What you will do ▸ What is needed is the whole of the data, set down exactly.

[Referring expression pointing data]
───
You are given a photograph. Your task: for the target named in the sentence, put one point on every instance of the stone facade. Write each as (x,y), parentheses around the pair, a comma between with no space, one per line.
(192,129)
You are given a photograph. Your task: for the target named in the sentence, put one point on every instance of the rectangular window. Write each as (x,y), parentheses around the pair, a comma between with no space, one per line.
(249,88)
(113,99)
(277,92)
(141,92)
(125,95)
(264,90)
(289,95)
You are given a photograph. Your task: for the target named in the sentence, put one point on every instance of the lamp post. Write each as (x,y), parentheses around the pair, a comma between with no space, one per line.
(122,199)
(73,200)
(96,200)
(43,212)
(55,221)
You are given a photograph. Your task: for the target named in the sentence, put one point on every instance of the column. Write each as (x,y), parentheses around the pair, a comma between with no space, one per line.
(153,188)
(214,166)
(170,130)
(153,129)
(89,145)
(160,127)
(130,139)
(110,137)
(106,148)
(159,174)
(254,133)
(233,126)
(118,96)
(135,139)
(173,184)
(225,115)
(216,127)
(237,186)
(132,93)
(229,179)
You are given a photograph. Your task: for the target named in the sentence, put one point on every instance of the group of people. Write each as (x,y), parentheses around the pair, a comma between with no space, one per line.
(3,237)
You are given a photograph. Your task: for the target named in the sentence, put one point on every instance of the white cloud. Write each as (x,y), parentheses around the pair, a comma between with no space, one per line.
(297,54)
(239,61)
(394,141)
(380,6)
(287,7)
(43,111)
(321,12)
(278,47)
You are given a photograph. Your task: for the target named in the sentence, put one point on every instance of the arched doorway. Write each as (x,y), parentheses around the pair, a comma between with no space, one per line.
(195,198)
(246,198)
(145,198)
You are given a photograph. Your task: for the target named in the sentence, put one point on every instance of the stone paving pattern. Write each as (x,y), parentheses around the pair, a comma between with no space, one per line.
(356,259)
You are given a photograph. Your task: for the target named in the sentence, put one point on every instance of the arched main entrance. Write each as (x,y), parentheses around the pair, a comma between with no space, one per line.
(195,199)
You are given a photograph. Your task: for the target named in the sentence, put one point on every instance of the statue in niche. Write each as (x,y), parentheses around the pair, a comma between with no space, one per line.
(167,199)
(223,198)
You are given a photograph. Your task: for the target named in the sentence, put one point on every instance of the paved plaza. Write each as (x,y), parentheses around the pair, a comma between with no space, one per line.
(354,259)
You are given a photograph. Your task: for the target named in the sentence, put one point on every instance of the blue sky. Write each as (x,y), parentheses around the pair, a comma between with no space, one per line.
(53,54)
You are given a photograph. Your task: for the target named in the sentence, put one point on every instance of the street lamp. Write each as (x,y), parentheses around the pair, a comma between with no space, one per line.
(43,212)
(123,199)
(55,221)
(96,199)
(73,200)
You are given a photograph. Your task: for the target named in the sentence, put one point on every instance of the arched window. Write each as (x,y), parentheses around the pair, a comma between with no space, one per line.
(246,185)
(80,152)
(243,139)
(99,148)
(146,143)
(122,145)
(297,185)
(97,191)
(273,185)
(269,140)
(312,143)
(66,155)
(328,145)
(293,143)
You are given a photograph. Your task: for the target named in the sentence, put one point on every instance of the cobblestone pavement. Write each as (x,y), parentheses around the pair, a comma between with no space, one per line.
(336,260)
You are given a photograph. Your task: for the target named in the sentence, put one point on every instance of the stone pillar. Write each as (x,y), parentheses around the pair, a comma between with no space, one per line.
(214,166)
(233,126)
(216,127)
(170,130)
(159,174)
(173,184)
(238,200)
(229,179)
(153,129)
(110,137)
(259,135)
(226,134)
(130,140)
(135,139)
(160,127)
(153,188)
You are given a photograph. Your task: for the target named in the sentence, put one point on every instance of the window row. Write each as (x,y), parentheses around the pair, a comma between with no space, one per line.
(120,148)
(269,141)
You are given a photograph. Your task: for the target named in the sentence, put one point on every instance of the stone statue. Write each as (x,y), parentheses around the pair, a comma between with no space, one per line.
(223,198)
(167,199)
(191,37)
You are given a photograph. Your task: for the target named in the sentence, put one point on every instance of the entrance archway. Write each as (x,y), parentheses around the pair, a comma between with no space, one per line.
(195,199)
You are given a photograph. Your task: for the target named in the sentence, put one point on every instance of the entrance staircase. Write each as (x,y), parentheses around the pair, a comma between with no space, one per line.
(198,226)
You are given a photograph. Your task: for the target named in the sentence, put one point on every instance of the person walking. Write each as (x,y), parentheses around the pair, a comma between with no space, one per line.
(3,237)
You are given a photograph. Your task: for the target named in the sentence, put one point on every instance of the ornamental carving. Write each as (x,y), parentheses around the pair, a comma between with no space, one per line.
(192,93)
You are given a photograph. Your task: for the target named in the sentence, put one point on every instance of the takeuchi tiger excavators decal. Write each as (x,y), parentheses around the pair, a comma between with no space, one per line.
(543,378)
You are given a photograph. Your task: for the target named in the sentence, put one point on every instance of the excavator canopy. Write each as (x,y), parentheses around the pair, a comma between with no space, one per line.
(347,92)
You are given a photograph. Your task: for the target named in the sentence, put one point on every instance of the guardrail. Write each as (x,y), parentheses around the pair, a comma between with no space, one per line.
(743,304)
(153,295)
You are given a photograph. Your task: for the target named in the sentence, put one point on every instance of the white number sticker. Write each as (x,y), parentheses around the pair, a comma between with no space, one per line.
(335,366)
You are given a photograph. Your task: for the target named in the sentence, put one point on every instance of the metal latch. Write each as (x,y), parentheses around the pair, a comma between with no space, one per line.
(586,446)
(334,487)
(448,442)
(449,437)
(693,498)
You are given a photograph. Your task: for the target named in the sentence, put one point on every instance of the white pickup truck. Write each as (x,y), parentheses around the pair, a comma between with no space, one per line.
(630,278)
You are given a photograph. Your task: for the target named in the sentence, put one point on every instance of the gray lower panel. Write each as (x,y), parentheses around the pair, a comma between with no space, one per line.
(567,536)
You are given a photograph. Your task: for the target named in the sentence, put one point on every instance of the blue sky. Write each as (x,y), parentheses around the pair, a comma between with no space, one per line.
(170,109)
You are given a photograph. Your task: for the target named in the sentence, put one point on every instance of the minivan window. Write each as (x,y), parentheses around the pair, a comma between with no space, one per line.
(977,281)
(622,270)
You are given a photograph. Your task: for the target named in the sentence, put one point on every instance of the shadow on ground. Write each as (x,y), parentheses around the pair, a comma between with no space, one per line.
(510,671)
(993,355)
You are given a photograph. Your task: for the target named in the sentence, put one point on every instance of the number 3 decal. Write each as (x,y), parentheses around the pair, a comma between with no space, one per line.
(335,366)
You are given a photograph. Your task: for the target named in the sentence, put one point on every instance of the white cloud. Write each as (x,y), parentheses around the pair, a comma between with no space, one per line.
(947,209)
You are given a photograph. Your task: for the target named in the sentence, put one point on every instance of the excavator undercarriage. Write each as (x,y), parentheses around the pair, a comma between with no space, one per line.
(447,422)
───
Solution to the problem ▸
You are given a photograph. Your task: for the target named in the sentence, put one point on every instance of the stone facade. Write each as (x,y), parentheses around the pair, a comma between with no space, one per line.
(192,129)
You are given a photograph. Your task: for the target named in the sentence, put one point on every instance of the rectangular window. Write each as (x,y), parentheses around the pair, a comma between with no space, one per line.
(249,88)
(113,99)
(277,92)
(141,92)
(125,95)
(264,90)
(289,95)
You are given a photograph. Your task: for the target named in the sentence, put one point on every instance of the lamp post. Write each as (x,y), parentheses around the pair, a comma between with no space, one per line.
(122,199)
(73,200)
(96,200)
(43,212)
(55,221)
You are given a photograph. Your task: for the target named in the sentence, put one point on every instance of the column. Write each as (x,y), parentheses around the pair, a comma between with no space, one per line.
(153,188)
(214,166)
(170,130)
(153,129)
(89,145)
(160,127)
(130,139)
(110,137)
(106,148)
(159,174)
(254,133)
(233,126)
(118,96)
(135,139)
(173,184)
(225,115)
(216,127)
(237,186)
(132,93)
(229,179)
You are given a photograph. Your task: for the target named in the sentence, put one point on every instance of the group of people. Write each as (x,y), parentheses around the pair, a comma between with no space, one per line.
(3,237)
You are given a photograph. Your task: for the target named in the sentence, put one point on every instance of the white cloud. Write each as (x,y), parentheses around the pair, a comma between with no space, one per line.
(297,54)
(239,61)
(394,141)
(380,6)
(287,7)
(43,111)
(321,12)
(278,47)
You are given a photograph. Your task: for the target named in the sentence, put one point on every instance of the arched doorway. Write each as (x,y), parentheses around the pair, a comma between with no space, one per line.
(195,198)
(246,198)
(145,198)
You are given a photograph. Your task: for the target named in the sentence, put one point on every instance of the stone paving pattern. Write each as (x,y), parentheses around the pair, a comma between with no space, one per line.
(356,259)
You are given a photograph. Your task: for the target named in the sentence, put one point on every instance of the arched main entrance. Write each as (x,y), parentheses around the pair, a comma between with no space, one per line.
(195,199)
You are given a photograph. Your task: for the target named in the sentence, put one point on every instance of the statue in niche. Write each as (x,y), parentheses around the pair, a comma between with no space, one per line.
(167,199)
(223,198)
You are given a photograph. Your task: for the target named in the sentence, put one point on every instance of the paved plaza. Write each as (x,y), parentheses around the pair, a comma between with no space, one per line.
(354,259)
You are given a photograph. Your task: for the target named in the sentence, put one point on every instance of the blue sky. Write each as (x,y), parentheses around the pair, a comma between with no space, one per line.
(53,54)
You are given a photograph. Your task: for the target named in the sentence, put one point on every instance of the street lamp. Write each as (x,y), parentheses around the pair, a comma between with no space, one per line.
(43,212)
(123,199)
(55,221)
(96,199)
(73,200)
You are given a photograph. Your task: for the target named in the sentence, put one point on every instance of the arched window. Write each as (x,y), parentheses around the pair, a comma between with no space, one per line.
(246,185)
(80,152)
(243,139)
(99,148)
(146,143)
(122,145)
(297,185)
(97,191)
(273,185)
(269,140)
(312,143)
(66,155)
(328,145)
(293,143)
You are given a photograph. Your task: for the target named in the sentence, put one point on every instance of the cobblestone pavement. Write each as (x,y), parentheses around the pair, a comma between with no space, one per line.
(336,260)
You are given a photograph. Your task: for the target named in the sentence, put one point on every instance of the stone pillar. Write each as (x,y), parentheses around the pair, a comma between with no space, one per line.
(214,166)
(233,126)
(216,127)
(170,130)
(159,174)
(173,184)
(238,200)
(229,179)
(153,129)
(110,137)
(259,135)
(226,134)
(130,140)
(135,139)
(160,127)
(153,188)
You are given a photograph. Your task: for the target named in the sentence, put one point on every instance of the window row. Write each as (x,y), parentheses around the pair, a comma between with no space, one per line.
(120,148)
(269,141)
You are given a photograph. Your task: for the target named in the sentence, put one point on every instance of the stone statue. Write each as (x,y), parentheses around the pair, a comma between with no space, one per line.
(223,198)
(167,199)
(191,37)
You are given a photograph. Your task: for the target named in the sentence, put one point on every instance of the entrance archway. Write each as (x,y), parentheses around the pair, a comma between with no space, one per line.
(195,199)
You are given a photograph. Your task: for the target named in the sentence, put one point on every instance of the entrance staircase. Write each as (x,y), parentheses around the pair, a comma between with no space, one per line.
(198,226)
You are given a photograph. Your task: for the target named in the sentence, put one point on every instance of the person walking. Write each as (x,y), parentheses around the pair, a comma between with no space, one per line.
(3,237)
You are given a photograph. Your task: for the target named in the sentence, put one point on every instance of the ornamental carving. Write each as (x,y), parentheses around the pair, a comma between with no space, one per line.
(192,93)
You are given a photograph. Your task: for the target named in the sentence, put one point on every instance of the takeuchi tiger excavators decal. Write each as (x,y), parentheses around the pair, a comma between with no space, one per line.
(543,378)
You are given a photograph. Your task: for the target named in the sentence, put one point on every instance of the excavator canopy. Write each as (x,y), parentheses around the pair, a comma between with no space, one per line.
(347,92)
You are given a photograph. Your task: for the target named in the sentence, put one point on every instance of the guardrail. Write each as (x,y), parentheses around the pair, a comma between with no space, one per line.
(743,304)
(153,295)
You are given a photograph. Your task: for the target named in the sentence, put one point on every instance of the white number sticker. Write each as (x,y), parentheses around the pair, a comma between with no space, one per line.
(335,366)
You are given a photograph. Your task: for the target named in the sentence, put one point on every instance of the metal latch. Write each as (x,y), parentheses around the pair, a comma between with no space, one per line.
(586,446)
(334,487)
(448,442)
(449,437)
(693,498)
You are given a photograph. Your task: for the target named in the sentence, put one point on every instance of the white pickup truck. Write each as (x,y), parentheses around the pair, a comma between with no space, one per line.
(630,278)
You are given a photograph. Your task: for the target named in the sentence, put one point on every instance of the gray lower panel. Write each as (x,y), parentheses around the pair, a comma between with no space, one per line.
(567,536)
You are given a photograph. Your task: for the target named in the sentence, put one point on every instance of the blue sky. Write each as (x,y), parentheses around the pair, a comma between with no space, one per line.
(170,109)
You are given a photograph. Your task: for the target named in the sentence, put one point on every instance of the minivan window. Write each as (x,y), parentheses around the pair, a comma between with no space, one per line.
(977,281)
(622,270)
You are given a photograph. Your task: for the target named in the sentence, put one point on every instance of the shadow on ground. Write each as (x,y), parentheses around the pair, a comma between with no space, one per line.
(510,671)
(993,355)
You are given a photograph. Your task: for the target named in the sentence, put one point on every instance of the number 3 decal. Write each as (x,y), parentheses around the pair, a comma between with no space, one per line.
(335,366)
You are given a photograph. Your task: for the target named in the sentence, put one point on every instance of the white cloud. Write each as (x,y), parentheses around the pair, a comma between with no space, one per line.
(947,209)
You are given a photograph. Your task: for the target named in the sentence, put one point on every instance of the excavator undercarriage. Write each as (x,y), parentheses around the pair, a comma between with no space, one per line.
(447,422)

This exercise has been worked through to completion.